+++ EXTRACTED TEXT +++

Skip to contents

Run the Bayesian Causal Forest (BCF) algorithm for regularized causal effect estimation.

Usage

bcf(
  X_train,
  Z_train,
  y_train,
  pi_train = NULL,
  group_ids_train = NULL,
  rfx_basis_train = NULL,
  X_test = NULL,
  Z_test = NULL,
  pi_test = NULL,
  group_ids_test = NULL,
  rfx_basis_test = NULL,
  cutpoint_grid_size = 100,
  sigma_leaf_mu = NULL,
  sigma_leaf_tau = NULL,
  alpha_mu = 0.95,
  alpha_tau = 0.25,
  beta_mu = 2,
  beta_tau = 3,
  min_samples_leaf_mu = 5,
  min_samples_leaf_tau = 5,
  max_depth_mu = 10,
  max_depth_tau = 5,
  a_global = 0,
  b_global = 0,
  a_leaf_mu = 3,
  a_leaf_tau = 3,
  b_leaf_mu = NULL,
  b_leaf_tau = NULL,
  q = 0.9,
  sigma2 = NULL,
  pct_var_sigma2_init = 0.25,
  variable_weights = NULL,
  keep_vars_mu = NULL,
  drop_vars_mu = NULL,
  keep_vars_tau = NULL,
  drop_vars_tau = NULL,
  num_trees_mu = 250,
  num_trees_tau = 50,
  num_gfr = 5,
  num_burnin = 0,
  num_mcmc = 100,
  sample_sigma_global = T,
  sample_sigma_leaf_mu = T,
  sample_sigma_leaf_tau = F,
  propensity_covariate = "mu",
  adaptive_coding = T,
  b_0 = -0.5,
  b_1 = 0.5,
  rfx_prior_var = NULL,
  random_seed = -1,
  keep_burnin = F,
  keep_gfr = F,
  verbose = F
)

Arguments

X_train

Covariates used to split trees in the ensemble. May be provided either as a dataframe or a matrix. Matrix covariates will be assumed to be all numeric. Covariates passed as a dataframe will be preprocessed based on the variable types (e.g. categorical columns stored as unordered factors will be one-hot encoded, categorical columns stored as ordered factors will passed as integers to the core algorithm, along with the metadata that the column is ordered categorical).

Z_train

Vector of (continuous or binary) treatment assignments.

y_train

Outcome to be modeled by the ensemble.

pi_train

(Optional) Vector of propensity scores. If not provided, this will be estimated from the data.

group_ids_train

(Optional) Group labels used for an additive random effects model.

rfx_basis_train

(Optional) Basis for "random-slope" regression in an additive random effects model. If group_ids_train is provided with a regression basis, an intercept-only random effects model will be estimated.

+++

**WHAT IS BEING ASKED**. Continue the BCF function documentation from the point where it stops.

+++ PROVIDED DATA +++

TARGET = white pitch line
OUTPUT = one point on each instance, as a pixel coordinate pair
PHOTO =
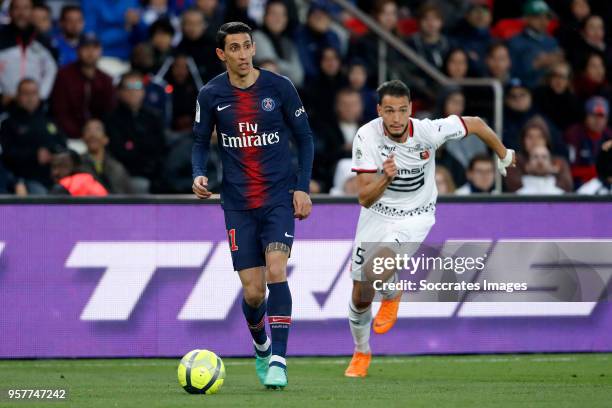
(300, 361)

+++

**IN RESPONSE**.
X_test

(Optional) Test set of covariates used to define "out of sample" evaluation data. May be provided either as a dataframe or a matrix, but the format of X_test must be consistent with that of X_train.

Z_test

(Optional) Test set of (continuous or binary) treatment assignments.

pi_test

(Optional) Vector of propensity scores. If not provided, this will be estimated from the data.

group_ids_test

(Optional) Test set group labels used for an additive random effects model. We do not currently support (but plan to in the near future), test set evaluation for group labels that were not in the training set.

rfx_basis_test

(Optional) Test set basis for "random-slope" regression in additive random effects model.

cutpoint_grid_size

Maximum size of the "grid" of potential cutpoints to consider. Default: 100.

sigma_leaf_mu

Starting value of leaf node scale parameter for the prognostic forest. Calibrated internally as 2/num_trees_mu if not set here.

sigma_leaf_tau

Starting value of leaf node scale parameter for the treatment effect forest. Calibrated internally as 1/num_trees_tau if not set here.

alpha_mu

Prior probability of splitting for a tree of depth 0 for the prognostic forest. Tree split prior combines alpha and beta via alpha*(1+node_depth)^-beta. Default: 0.95.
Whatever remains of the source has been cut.